=== Aim of the exercise ===
Put only the lines of the data below, beginning with the line that contains "#detect pug puppy" and continuing through the line that contains "top-left (14, 80), bottom-right (82, 266)", both included, into a numbered list, leaving out any blank lines.

====== Dataset excerpts ======

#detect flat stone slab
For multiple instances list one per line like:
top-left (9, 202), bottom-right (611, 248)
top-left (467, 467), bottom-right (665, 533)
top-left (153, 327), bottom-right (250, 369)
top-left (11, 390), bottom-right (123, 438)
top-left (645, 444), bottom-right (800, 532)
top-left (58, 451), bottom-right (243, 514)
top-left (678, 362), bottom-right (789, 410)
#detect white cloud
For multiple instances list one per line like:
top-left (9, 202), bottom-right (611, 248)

======
====== Dataset excerpts ======

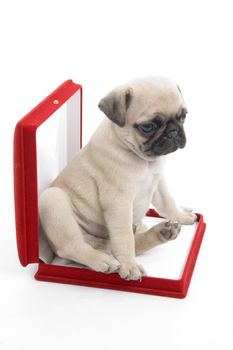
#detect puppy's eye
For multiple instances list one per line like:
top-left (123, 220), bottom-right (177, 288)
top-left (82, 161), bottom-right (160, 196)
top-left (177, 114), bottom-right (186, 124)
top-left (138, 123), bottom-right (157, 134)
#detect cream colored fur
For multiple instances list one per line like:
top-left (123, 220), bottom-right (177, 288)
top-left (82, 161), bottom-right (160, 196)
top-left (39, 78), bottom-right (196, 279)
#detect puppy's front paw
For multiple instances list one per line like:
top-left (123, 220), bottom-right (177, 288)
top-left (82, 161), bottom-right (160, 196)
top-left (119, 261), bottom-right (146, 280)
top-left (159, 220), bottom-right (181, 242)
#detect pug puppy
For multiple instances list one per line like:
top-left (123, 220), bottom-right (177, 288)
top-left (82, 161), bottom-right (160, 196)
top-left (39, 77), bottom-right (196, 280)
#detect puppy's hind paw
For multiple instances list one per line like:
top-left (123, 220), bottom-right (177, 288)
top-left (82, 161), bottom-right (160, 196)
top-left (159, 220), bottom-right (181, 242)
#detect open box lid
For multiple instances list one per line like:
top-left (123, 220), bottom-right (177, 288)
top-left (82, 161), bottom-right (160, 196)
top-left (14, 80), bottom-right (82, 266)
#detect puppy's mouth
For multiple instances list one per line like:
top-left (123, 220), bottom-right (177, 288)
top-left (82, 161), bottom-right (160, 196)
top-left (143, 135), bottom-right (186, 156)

======

=== Problem solution ===
1. #detect pug puppy
2. For multiple instances list one per line like:
3. top-left (123, 220), bottom-right (177, 288)
4. top-left (82, 161), bottom-right (160, 196)
5. top-left (39, 77), bottom-right (196, 280)
6. #detect puppy's hind paw
7. For multiple instances list one per line like:
8. top-left (123, 220), bottom-right (177, 288)
9. top-left (82, 161), bottom-right (160, 196)
10. top-left (159, 220), bottom-right (181, 242)
11. #detect open box lid
12. For multiple instances list one per line like:
13. top-left (123, 220), bottom-right (177, 288)
14. top-left (82, 161), bottom-right (160, 196)
15. top-left (14, 80), bottom-right (82, 266)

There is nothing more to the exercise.